__DATA FOR PROCESSING__.
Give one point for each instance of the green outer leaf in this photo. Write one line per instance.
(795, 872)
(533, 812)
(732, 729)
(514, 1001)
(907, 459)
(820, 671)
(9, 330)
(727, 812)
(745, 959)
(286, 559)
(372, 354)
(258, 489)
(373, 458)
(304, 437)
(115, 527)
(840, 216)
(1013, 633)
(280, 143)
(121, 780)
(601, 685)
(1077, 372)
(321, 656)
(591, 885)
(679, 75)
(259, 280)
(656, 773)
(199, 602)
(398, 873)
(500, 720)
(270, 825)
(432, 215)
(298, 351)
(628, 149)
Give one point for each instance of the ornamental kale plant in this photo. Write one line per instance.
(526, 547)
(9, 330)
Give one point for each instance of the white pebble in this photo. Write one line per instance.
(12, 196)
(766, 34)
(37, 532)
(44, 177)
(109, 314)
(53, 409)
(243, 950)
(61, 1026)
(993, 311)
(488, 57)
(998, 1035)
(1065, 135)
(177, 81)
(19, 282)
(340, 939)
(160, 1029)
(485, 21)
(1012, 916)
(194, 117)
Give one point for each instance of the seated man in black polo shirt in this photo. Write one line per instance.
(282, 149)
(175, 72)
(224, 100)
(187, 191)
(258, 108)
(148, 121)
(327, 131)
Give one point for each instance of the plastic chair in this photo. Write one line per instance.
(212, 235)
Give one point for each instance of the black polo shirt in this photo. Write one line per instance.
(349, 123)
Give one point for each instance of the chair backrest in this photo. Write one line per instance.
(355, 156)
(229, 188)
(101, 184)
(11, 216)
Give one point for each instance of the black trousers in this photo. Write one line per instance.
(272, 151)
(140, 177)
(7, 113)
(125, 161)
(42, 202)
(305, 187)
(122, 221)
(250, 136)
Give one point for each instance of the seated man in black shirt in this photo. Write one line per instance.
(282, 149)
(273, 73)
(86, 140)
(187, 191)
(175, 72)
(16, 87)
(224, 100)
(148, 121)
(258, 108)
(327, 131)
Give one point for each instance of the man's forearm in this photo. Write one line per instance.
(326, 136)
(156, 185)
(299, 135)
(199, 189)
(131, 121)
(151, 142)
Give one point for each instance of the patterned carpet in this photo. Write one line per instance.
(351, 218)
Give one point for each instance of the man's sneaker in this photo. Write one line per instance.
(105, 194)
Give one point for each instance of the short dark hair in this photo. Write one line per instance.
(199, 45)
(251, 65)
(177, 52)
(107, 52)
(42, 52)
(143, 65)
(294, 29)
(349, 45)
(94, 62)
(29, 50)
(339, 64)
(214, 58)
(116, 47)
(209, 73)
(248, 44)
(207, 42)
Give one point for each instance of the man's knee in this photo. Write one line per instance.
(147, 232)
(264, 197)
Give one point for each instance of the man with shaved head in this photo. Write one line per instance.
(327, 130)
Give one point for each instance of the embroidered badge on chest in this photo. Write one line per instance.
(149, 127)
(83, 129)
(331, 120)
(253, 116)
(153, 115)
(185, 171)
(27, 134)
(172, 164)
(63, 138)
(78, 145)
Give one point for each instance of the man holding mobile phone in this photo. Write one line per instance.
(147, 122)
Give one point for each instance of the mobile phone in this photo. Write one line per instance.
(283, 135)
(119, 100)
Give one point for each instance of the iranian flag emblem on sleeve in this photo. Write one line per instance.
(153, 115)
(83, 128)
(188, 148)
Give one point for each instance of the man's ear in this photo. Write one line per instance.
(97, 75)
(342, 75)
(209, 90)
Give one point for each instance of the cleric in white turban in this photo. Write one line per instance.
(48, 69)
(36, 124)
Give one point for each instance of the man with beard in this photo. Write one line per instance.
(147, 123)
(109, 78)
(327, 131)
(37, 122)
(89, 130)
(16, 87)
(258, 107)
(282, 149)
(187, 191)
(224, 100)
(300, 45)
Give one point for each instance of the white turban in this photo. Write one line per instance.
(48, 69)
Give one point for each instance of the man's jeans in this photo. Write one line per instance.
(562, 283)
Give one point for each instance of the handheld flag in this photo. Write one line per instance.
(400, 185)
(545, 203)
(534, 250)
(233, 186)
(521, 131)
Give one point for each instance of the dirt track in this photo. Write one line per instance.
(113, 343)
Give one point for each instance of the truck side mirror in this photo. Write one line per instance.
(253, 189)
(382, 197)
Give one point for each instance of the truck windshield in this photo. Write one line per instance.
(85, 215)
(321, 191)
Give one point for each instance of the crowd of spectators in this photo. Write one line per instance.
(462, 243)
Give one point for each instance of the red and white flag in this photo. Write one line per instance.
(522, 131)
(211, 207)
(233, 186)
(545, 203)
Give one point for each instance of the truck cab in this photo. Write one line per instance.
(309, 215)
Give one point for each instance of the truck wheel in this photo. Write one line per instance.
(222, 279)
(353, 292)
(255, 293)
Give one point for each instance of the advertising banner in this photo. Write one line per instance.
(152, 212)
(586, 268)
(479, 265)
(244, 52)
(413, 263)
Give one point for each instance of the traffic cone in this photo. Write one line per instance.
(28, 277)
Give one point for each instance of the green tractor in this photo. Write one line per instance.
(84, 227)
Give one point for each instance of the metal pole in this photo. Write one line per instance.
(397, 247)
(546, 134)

__DIRECTIONS__.
Give the rows from the very first one through the row containing "(1077, 372)" as a numbered list, both ends included and blank lines left out.

__ANSWER IN FULL__.
1. Give one point for each instance of the green outer leaf in this photo. Write one line per instance.
2. (795, 872)
3. (533, 812)
4. (732, 729)
5. (514, 1001)
6. (907, 459)
7. (820, 671)
8. (9, 330)
9. (727, 812)
10. (745, 959)
11. (286, 559)
12. (372, 354)
13. (258, 489)
14. (373, 458)
15. (304, 437)
16. (115, 527)
17. (840, 216)
18. (1013, 633)
19. (280, 143)
20. (121, 780)
21. (601, 685)
22. (1077, 372)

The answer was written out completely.